YOUR ASSIGNMENT:
Pick up the news story about New London's Benedict Arnold burning festival after its last sentence and continue writing it.

PAGE EXCERPT:
++++++

Benedict Arnold burned a Connecticut city. Centuries later, residents get payback in fiery festival

NEW LONDON, Conn. (AP) — A month before the British surrender at Yorktown ended major fighting during the American Revolution, the traitor Benedict Arnold led a force of Redcoats on a last raid in his home state of Connecticut, burning most of the small coastal city of New London to the ground.

It has been 242 years, but New London still hasn't forgotten.

A crowd of several hundred revelers, some in period costume, marched through the city's streets Saturday evening chanting, “Burn the traitor!” before watching as officials set Arnold's effigy ablaze for the Burning of Benedict Arnold Festival, recreating a tradition that was once practiced in many American cities.

“I like to jokingly refer to it as the original Burning Man festival," said organizer Derron Wood, referencing the annual gathering in the Nevada desert.

For decades after the Revolutionary War, cities including New York, Boston and Philadelphia held yearly traitor-burning events. They were an alternative to Britain's raucous and fiery Guy Fawkes Night celebrations commemorating the foiling of the Gunpowder Plot in 1605, when Fawkes was executed for conspiring with others to blow up King James I of England and both Houses of Parliament.

Residents "still wanted to celebrate Guy Fawkes Day, but they weren’t English, so they created a very unique American version," Wood said.

The celebrations died out during the Civil War, but Wood, the artistic director of New London’s Flock Theatre, revived it a decade ago as a piece of street theater and a way to celebrate the city’s history using reenactors in period costumes.

Anyone can join the march down city streets behind the paper mache Arnold to New London’s Waterfront Park, where the mayor on Saturday cried, “Remember New London,” and put a torch to the effigy. The crowd chanted “U-S-A” as the life-sized Arnold burned.

Ellen Warfield, of Mystic, brought her 9-year-old son, Lucian Bace, because she said their ancestors fought in the Revolution and she hoped to get her son excited about the history that surrounds him.

“It's wild to show the kids something like this,” she said. “You get to see it in real life, rather than see it play out on TV. They spend too much time on their screens today.”

Lucian had a singular focus.

“I just can't wait to see them burn that man," he said. “Burn that turncoat!”

Arnold, a native of nearby Norwich, was initially a major general on the American side of the war, playing important roles in the capture of Fort Ticonderoga and the Battle of Saratoga in New York.

++++++

DATASET ENTRIES:
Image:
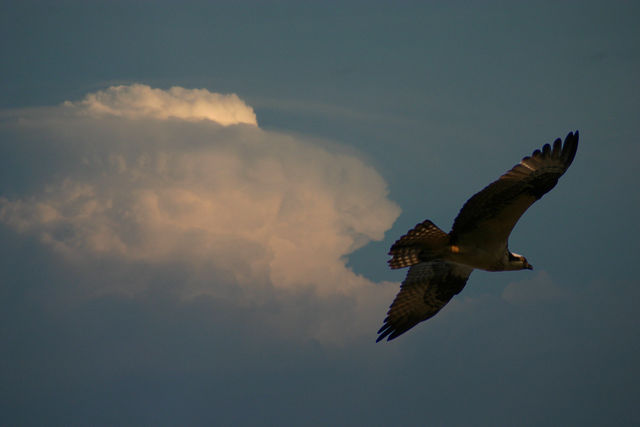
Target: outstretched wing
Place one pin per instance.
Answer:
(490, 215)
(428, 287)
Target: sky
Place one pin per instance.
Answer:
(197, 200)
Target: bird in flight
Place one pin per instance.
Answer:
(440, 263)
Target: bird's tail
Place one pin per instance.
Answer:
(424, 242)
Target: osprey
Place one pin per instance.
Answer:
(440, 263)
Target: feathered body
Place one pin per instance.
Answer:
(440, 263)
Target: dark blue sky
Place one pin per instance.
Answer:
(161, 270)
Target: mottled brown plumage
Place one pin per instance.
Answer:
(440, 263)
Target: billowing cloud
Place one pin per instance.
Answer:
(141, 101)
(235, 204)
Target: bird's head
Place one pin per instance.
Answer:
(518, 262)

++++++

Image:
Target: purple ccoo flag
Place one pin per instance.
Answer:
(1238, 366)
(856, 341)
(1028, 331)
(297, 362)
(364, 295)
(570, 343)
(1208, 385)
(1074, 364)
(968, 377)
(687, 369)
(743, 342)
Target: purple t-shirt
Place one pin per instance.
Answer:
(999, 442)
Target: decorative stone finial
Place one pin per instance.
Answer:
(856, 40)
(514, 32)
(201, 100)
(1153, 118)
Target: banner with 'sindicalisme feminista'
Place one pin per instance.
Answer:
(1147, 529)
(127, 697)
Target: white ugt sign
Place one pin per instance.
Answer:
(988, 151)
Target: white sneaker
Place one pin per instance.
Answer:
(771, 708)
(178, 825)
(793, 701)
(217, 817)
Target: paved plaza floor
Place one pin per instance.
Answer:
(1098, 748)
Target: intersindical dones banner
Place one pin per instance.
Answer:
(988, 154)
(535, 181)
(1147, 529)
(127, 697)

++++++

EXPECTED OUTPUT:
In 1779, though, he secretly began feeding information to the British. A year later, he offered to surrender the American garrison at West Point in exchange for a bribe, but the plot was uncovered when an accomplice was captured. Arnold fled and became a brigadier general for the British.

On Sept. 6, 1781, he led a force that attacked and burned New London and captured a lightly defended fort across the Thames River in Groton.

After the American victory at Yorktown a month later, Arnold left for London. He died in 1801 at age 60, forever remembered in the United States as the young nation's biggest traitor.

New London's Burning Benedict Arnold Festival, which has become part of the state's Connecticut Maritime Heritage Festival, was growing in popularity before it was halted in 2020 because of the pandemic. The theater group brought the festival back last year.

“This project and specifically the reaction, the sort of hunger for its return, has been huge and the interest in it has been huge,” said Victor Chiburis, the Flock Theatre's associate artistic director and the festival's co-organizer.

The only time things got a little political, Chiburis said, is the year a group of Arnold supporters showed up in powdered wigs to defend his honor. But that was all tongue-in-cheek and anything that gets people interested in the Revolutionary War history of the city, the state and Arnold is positive, he said.

In one of the early years after the festival first returned, Mayor Michael Passero forgot to notify the police, who were less than pleased with the yelling, burning and muskets firing, he said.

But those issues, he said, were soon resolved and now he can only be happy that the celebration of one of the worst days in the history of New London brings a mob of people to the city every year.

A mob that included a very satisfied 9-year-old.

The coolest part was “probably the head falling off,” Bace said. “I really liked it.”